== Extracted text ==

-- Opening Marker --

After 6 months of mothering my little Kathryn Grace, I've learned a thing or two. I wanted to share those thoughts with you. You may already have kids and can relate, or maybe babies are just entering your thoughts. Perhaps you are waddling around wondering "WHEN is this child going to COME OUT?!" I can assure you, dear one, that not only is your baby is going to come out [I might add that he/she will not be born early but right on time] but that you are going to be just fine.
1. It doesn't matter how your baby gets here, as long as they arrive. Whether you're induced, use a doula, hpynobirth, water birth, have an epidural, schedule your c-section like a haircut or deliver 10 minutes after your water breaks in Wal-Mart, of all places----in the end all that matters is that your precious baby gets here safely. We all have different opinions [mine are certainly strong] but it's not my goal to make anyone feel bad for their birthing choices/situations. We're hard enough on ourselves as it is so I think we should all give each other a break.

-- Closing Marker --

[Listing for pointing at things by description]
-- Opening Marker --

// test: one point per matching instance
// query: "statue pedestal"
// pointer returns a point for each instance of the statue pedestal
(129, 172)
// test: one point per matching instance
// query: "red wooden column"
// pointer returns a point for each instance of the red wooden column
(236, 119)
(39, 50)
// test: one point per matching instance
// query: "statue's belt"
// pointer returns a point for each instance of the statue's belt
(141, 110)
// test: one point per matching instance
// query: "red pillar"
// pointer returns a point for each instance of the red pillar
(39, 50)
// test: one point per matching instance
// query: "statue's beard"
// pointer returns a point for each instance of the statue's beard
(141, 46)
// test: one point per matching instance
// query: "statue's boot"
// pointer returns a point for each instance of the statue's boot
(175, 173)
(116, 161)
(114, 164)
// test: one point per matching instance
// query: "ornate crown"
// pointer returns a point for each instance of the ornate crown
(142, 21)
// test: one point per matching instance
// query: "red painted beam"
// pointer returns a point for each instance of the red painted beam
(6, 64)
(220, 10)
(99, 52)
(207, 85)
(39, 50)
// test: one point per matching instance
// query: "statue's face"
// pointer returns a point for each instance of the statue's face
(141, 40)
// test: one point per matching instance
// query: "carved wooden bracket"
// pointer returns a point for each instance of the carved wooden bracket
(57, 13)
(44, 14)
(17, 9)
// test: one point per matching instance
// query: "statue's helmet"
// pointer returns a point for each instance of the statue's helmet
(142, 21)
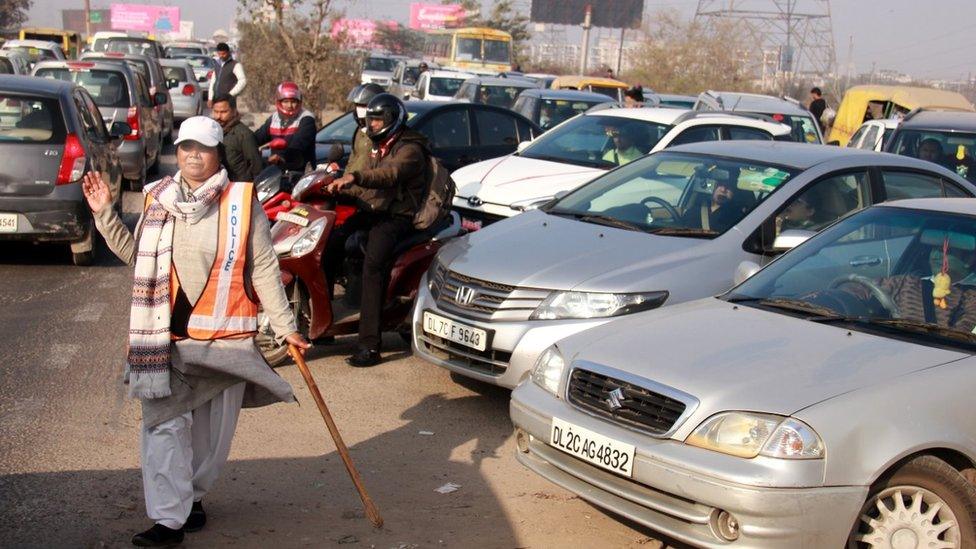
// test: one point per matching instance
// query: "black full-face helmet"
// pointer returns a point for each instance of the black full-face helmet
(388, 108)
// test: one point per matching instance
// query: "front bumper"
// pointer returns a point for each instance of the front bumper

-- Closing Marker --
-- Opening Marker --

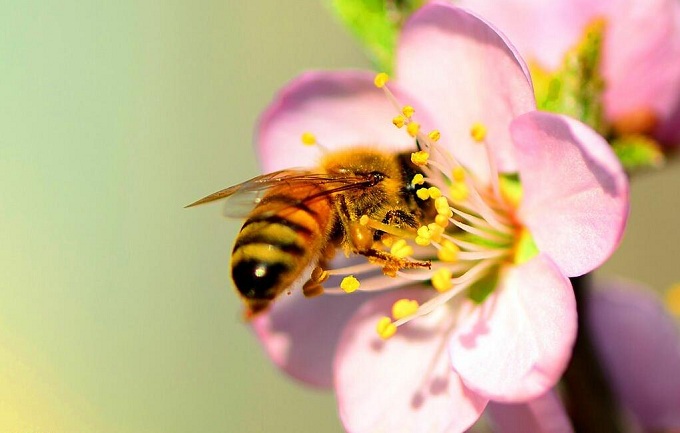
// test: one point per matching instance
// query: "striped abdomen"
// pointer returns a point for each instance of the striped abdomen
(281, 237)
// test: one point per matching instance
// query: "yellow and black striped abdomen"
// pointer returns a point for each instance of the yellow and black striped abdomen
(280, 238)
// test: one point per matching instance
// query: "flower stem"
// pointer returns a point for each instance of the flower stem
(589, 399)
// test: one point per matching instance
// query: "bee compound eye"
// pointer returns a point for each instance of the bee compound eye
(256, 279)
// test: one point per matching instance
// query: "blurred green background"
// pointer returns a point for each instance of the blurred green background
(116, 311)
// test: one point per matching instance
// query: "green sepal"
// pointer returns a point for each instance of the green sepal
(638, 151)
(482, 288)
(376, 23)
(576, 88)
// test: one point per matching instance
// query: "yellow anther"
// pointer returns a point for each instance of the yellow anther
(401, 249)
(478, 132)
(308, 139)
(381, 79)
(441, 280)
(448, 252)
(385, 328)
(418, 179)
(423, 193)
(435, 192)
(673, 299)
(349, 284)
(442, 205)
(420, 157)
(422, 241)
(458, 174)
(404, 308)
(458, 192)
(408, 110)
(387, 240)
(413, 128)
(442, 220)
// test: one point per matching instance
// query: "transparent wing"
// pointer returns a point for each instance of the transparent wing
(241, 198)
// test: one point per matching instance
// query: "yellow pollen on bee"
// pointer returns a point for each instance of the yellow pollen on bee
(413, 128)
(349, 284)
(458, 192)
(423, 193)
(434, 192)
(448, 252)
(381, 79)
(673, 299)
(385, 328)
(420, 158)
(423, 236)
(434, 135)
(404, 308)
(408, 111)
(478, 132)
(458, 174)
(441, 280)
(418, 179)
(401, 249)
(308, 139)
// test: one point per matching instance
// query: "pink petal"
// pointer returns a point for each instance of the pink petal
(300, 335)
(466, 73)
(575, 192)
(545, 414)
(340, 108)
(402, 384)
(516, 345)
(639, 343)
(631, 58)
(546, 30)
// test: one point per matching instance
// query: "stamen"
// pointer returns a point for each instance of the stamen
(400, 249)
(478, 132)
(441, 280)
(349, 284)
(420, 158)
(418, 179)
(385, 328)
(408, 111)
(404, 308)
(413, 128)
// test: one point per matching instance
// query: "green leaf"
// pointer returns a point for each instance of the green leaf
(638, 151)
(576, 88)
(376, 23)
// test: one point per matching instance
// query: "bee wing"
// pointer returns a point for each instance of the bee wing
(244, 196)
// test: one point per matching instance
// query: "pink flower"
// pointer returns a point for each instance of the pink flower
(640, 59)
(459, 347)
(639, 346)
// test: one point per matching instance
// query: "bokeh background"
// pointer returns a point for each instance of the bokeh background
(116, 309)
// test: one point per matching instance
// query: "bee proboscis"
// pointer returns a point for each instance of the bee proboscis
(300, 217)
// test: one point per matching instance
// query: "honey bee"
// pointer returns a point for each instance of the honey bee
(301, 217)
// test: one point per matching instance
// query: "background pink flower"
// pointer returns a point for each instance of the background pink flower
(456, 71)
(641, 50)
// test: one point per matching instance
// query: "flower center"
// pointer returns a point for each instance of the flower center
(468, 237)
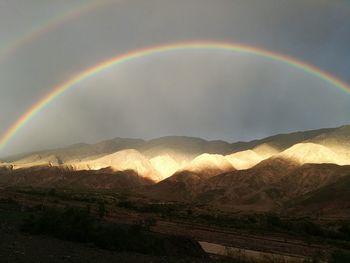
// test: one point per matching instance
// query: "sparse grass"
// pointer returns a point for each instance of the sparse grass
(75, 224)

-- Closing Marker --

== Problem set ==
1. In the parenting post, how long has the writer been mothering Kathryn Grace?
2. Transcribe the stretch of the parenting post from "1. It doesn't" through "other a break.".
The listing comes from a different source than the parenting post.

== Exercise solutions ==
1. Six months.

2.
1. It doesn't matter how your baby gets here, as long as they arrive. Whether you're induced, use a doula, hpynobirth, water birth, have an epidural, schedule your c-section like a haircut or deliver 10 minutes after your water breaks in Wal-Mart, of all places----in the end all that matters is that your precious baby gets here safely. We all have different opinions [mine are certainly strong] but it's not my goal to make anyone feel bad for their birthing choices/situations. We're hard enough on ourselves as it is so I think we should all give each other a break.